**TEXT PASSAGE**
'''
There are three major scoops in this book that earn it five stars where the rest of the book might only merit four:
1) The obvious scoop now before Congress and the press, with respect to the National Security Agency (NSA) eavesdropping on citizens without a warrant.
2) The really really huge scoop, that Charlie Allen, then Deputy Director of Central Intelligence for Collection, was able to guide the recruitment of no fewer than 30 Iraqis able to travel back to see their relatives and conclusively document that there was no nuclear program and no weapons of mass destruction--this information was evidently not provided to Congress, the President, or (naturally), the public.
3) Slightly less sensational, the book reveals for the first time that a CIA "bait" operation actually delivered to Iran completely useful plans for creating a nuclear bomb...the CIA "flaws" intended to render the plans unworkable were detected in one glance by a Russian courier scientist, and easily correctable by the Iranians.
Over-all the book renders an important public service by pulling together in one place the many tid-bits that are publicly known, but is distressingly weak on crediting those many other sources (e.g. Jim Bamford, the last word on NSA).
The cover of the book is quite revealing in that it has photos of Bush, Rumsfeld, Rice, and Tenet--those who follow the politics of the Executive know that Cheney is the man pulling the puppet strings, generally without being detected, and it is Cheney that allowed Rumsfeld to blatantly ignore the President, steam-roll Condi Rice, disrespect Tenet, and sideline Colin Powell.
Other major points in the book that merit our attention and respect:
1) According to the author, but consistent with my own experience across three three of CIA's directorates, CIA consistently screws those that try to tell the truth, such as the Chief of Station in Iraq that wrote the report saying the insurgency was going to hurt us badly and we were not winning.
2) CIA developed a "poisonous culture" that sought to mollify the President, avoid conflict with the Pentagon, and generally not be serious about its mission {"ye shall know the truth and the truth shall make you free")
'''
**SET PROBLEM A**
How would this sentence from the book review read in Spanish: "Over-all the book renders an important public service by pulling together in one place the many tid-bits that are publicly known, but is distressingly weak on crediting those many other sources (e.g. Jim Bamford, the last word on NSA)."
**SET PROBLEM B**
Could you carry the book review forward from its final numbered point and write the next part?

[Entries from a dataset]
'''
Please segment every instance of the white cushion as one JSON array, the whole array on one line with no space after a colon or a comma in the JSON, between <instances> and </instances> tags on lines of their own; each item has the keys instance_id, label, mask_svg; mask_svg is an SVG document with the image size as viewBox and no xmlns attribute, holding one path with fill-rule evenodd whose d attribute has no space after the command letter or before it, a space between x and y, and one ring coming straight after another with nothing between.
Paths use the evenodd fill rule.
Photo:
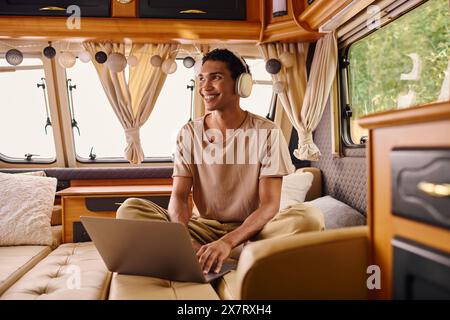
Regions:
<instances>
[{"instance_id":1,"label":"white cushion","mask_svg":"<svg viewBox=\"0 0 450 320\"><path fill-rule=\"evenodd\" d=\"M56 179L0 173L0 245L51 245Z\"/></svg>"},{"instance_id":2,"label":"white cushion","mask_svg":"<svg viewBox=\"0 0 450 320\"><path fill-rule=\"evenodd\" d=\"M283 177L280 210L305 201L314 176L311 172L294 172Z\"/></svg>"},{"instance_id":3,"label":"white cushion","mask_svg":"<svg viewBox=\"0 0 450 320\"><path fill-rule=\"evenodd\" d=\"M308 203L322 211L325 219L325 229L337 229L366 224L365 216L331 196L317 198Z\"/></svg>"}]
</instances>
'''
**FINAL ANSWER A**
En conjunto, el libro presta un importante servicio público al reunir en un solo lugar los numerosos detalles que son de conocimiento público, pero resulta lamentablemente débil a la hora de reconocer el mérito de esas muchas otras fuentes (p. ej., Jim Bamford, la máxima autoridad sobre la NSA).

**FINAL ANSWER B**
3) CIA did not blow the whistle on the ramping up of Afghan drug production, and allowed the Pentagon to ignore the urgent calls from the Department of State for aerial spraying and other eradication measures--today Afghanistan provides 80% of the opium on the market.
4) Israel's Mossad briefed the neo-conservatives along lines they were pleased to hear, going around and against the CIA.
There are several minor flaws in the book that would normally reduce my appreciation to four stars, but the above scoops more than compensate. However, they are worth noting:
1) The book seriously over-sells and exaggerates NSA's capabilities. While they can indeed do some wondrous things, on balance NSA is in the 1970's and not at all ready for the modern world of emails, web directories, and phone texting.
2) The book touches on New York Times stories based on "leaks" from the White House but avoids naming Judith Miller or exploring whether she was an Israeli agent of influence.
3) The book touches on torture and rendition, but does not discuss how many have been imprisoned erroneously (in the dozens according to some accounts) or died as a result of torture (as many as two dozen according to some accounts). CIA literally made people "disappear" making it no better than the Argentines or the Israelis or the Nazis. Most of CIA is honest; a small segment engaged in torture and renditions is out of control.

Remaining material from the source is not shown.